● Task description: Every line below is to be quoted exactly, with nothing added or dropped.
------ Material for this exercise ------
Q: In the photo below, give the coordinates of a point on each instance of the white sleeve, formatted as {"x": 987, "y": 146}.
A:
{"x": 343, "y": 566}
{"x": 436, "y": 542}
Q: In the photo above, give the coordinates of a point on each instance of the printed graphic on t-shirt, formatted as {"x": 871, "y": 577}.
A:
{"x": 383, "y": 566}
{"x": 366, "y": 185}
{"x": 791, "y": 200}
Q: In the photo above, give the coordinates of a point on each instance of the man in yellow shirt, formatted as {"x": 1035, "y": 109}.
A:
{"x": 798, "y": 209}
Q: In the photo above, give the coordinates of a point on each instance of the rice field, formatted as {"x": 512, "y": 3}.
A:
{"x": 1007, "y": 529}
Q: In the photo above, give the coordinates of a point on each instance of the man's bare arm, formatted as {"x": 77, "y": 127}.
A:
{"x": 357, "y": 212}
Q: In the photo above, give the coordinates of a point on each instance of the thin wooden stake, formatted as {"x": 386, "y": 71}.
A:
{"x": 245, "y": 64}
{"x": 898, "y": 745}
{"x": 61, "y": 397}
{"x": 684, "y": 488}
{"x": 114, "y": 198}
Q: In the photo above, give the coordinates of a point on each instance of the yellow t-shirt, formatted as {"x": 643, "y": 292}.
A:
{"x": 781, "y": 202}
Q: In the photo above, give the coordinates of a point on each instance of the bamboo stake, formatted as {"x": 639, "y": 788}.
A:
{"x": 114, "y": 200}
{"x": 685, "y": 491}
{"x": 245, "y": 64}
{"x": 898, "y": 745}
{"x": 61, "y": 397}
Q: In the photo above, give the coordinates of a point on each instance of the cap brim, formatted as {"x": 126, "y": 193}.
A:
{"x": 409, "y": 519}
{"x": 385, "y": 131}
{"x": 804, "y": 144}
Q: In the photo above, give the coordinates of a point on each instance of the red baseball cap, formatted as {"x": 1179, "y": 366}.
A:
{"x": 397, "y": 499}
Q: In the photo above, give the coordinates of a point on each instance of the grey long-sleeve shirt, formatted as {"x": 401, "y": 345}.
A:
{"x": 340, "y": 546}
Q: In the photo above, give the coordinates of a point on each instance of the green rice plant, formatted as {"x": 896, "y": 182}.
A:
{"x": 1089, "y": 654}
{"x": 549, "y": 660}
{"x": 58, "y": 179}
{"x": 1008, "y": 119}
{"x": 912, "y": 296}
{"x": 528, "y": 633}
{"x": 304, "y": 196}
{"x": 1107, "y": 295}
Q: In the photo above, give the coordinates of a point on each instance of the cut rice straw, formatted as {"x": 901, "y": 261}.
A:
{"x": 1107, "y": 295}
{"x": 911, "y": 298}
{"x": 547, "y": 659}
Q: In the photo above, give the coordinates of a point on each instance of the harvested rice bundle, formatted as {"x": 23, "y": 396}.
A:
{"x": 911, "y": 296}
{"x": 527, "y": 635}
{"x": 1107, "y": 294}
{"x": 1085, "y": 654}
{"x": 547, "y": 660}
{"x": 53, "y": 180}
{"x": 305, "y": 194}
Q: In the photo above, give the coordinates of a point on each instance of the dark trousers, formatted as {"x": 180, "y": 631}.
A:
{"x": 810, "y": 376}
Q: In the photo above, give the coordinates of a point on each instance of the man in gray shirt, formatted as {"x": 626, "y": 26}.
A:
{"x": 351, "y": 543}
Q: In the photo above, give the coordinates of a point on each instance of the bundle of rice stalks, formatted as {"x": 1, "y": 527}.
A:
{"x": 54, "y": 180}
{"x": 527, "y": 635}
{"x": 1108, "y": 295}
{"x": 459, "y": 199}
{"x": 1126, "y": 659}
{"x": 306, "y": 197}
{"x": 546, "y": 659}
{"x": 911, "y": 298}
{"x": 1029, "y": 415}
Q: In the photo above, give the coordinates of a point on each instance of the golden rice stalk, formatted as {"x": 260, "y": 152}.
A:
------
● Final answer:
Q: In the photo below, give the coordinates of a point on each instance of the white sleeve, formatted as {"x": 987, "y": 146}.
A:
{"x": 343, "y": 566}
{"x": 436, "y": 542}
Q: In the photo above, give the coordinates of a point on each instance of the printed graphic on t-shirt, formatted as {"x": 871, "y": 577}.
A:
{"x": 383, "y": 566}
{"x": 366, "y": 185}
{"x": 791, "y": 200}
Q: In the photo above, give the coordinates of a point on each instance of the man in yellow shirt, formatted as {"x": 1035, "y": 109}.
A:
{"x": 798, "y": 209}
Q: In the photo above, give the coordinates of a point on each instance of the rice field, formatted as {"x": 512, "y": 3}.
A:
{"x": 1007, "y": 529}
Q: In the photo above, give the coordinates of a point on each instance of the man's bare arm, formatted as {"x": 77, "y": 127}.
A:
{"x": 357, "y": 212}
Q: In the photo above, give the coordinates of a point on each instance of the thin wooden stake, formatted as {"x": 386, "y": 71}.
A:
{"x": 245, "y": 64}
{"x": 898, "y": 745}
{"x": 61, "y": 397}
{"x": 684, "y": 488}
{"x": 114, "y": 198}
Q: In the photo above, give the coordinates of a point on each instance of the yellow t-shirt, formatted as {"x": 643, "y": 292}.
A:
{"x": 781, "y": 202}
Q: In the photo above, give the coordinates of a point on each instance of the bamboo stake, formatted as {"x": 639, "y": 788}.
A:
{"x": 114, "y": 200}
{"x": 685, "y": 491}
{"x": 245, "y": 64}
{"x": 898, "y": 745}
{"x": 61, "y": 397}
Q: In the photo above, give the coordinates of a point on each instance of the cap brim, formatted as {"x": 126, "y": 193}.
A:
{"x": 409, "y": 519}
{"x": 385, "y": 131}
{"x": 804, "y": 144}
Q: In the photo above, give the coordinates of a point on each instance of the red baseball cap, formatted as {"x": 1179, "y": 366}.
A:
{"x": 397, "y": 499}
Q: In the photo above, give the coordinates of a point on each instance of the grey long-sleeve shirt, formatted as {"x": 401, "y": 345}.
A:
{"x": 340, "y": 546}
Q: In the photo above, give the coordinates of a point on each instance of the green rice plant, formatted as {"x": 896, "y": 182}.
A:
{"x": 1089, "y": 654}
{"x": 549, "y": 660}
{"x": 58, "y": 179}
{"x": 1008, "y": 119}
{"x": 912, "y": 296}
{"x": 528, "y": 633}
{"x": 304, "y": 196}
{"x": 1107, "y": 295}
Q: In the photo above, give the coordinates of a point on each instance of the cut rice straw, formatted as {"x": 901, "y": 261}.
A:
{"x": 1107, "y": 295}
{"x": 911, "y": 298}
{"x": 547, "y": 659}
Q: In the photo above, give the coordinates of a point on each instance of the harvested rice bundle, formatted as {"x": 23, "y": 396}.
A:
{"x": 911, "y": 296}
{"x": 527, "y": 635}
{"x": 1107, "y": 294}
{"x": 1085, "y": 654}
{"x": 547, "y": 660}
{"x": 53, "y": 180}
{"x": 305, "y": 194}
Q: In the photo above, give the coordinates of a point on each instance of the dark trousers, formatted as {"x": 180, "y": 631}.
A:
{"x": 810, "y": 376}
Q: In the photo above, give the coordinates of a point on each instance of the man in gray shirt, formatted as {"x": 626, "y": 26}.
A:
{"x": 351, "y": 543}
Q: In the photo above, give the coordinates of a point on each instance of the bundle of rice stalks, formatted as {"x": 1, "y": 527}.
A:
{"x": 54, "y": 180}
{"x": 527, "y": 635}
{"x": 1108, "y": 295}
{"x": 459, "y": 199}
{"x": 1126, "y": 659}
{"x": 306, "y": 197}
{"x": 546, "y": 659}
{"x": 911, "y": 298}
{"x": 1029, "y": 415}
Q: In the photo above, give the coordinates of a point on each instance of the golden rice stalk, formatted as {"x": 260, "y": 152}.
A:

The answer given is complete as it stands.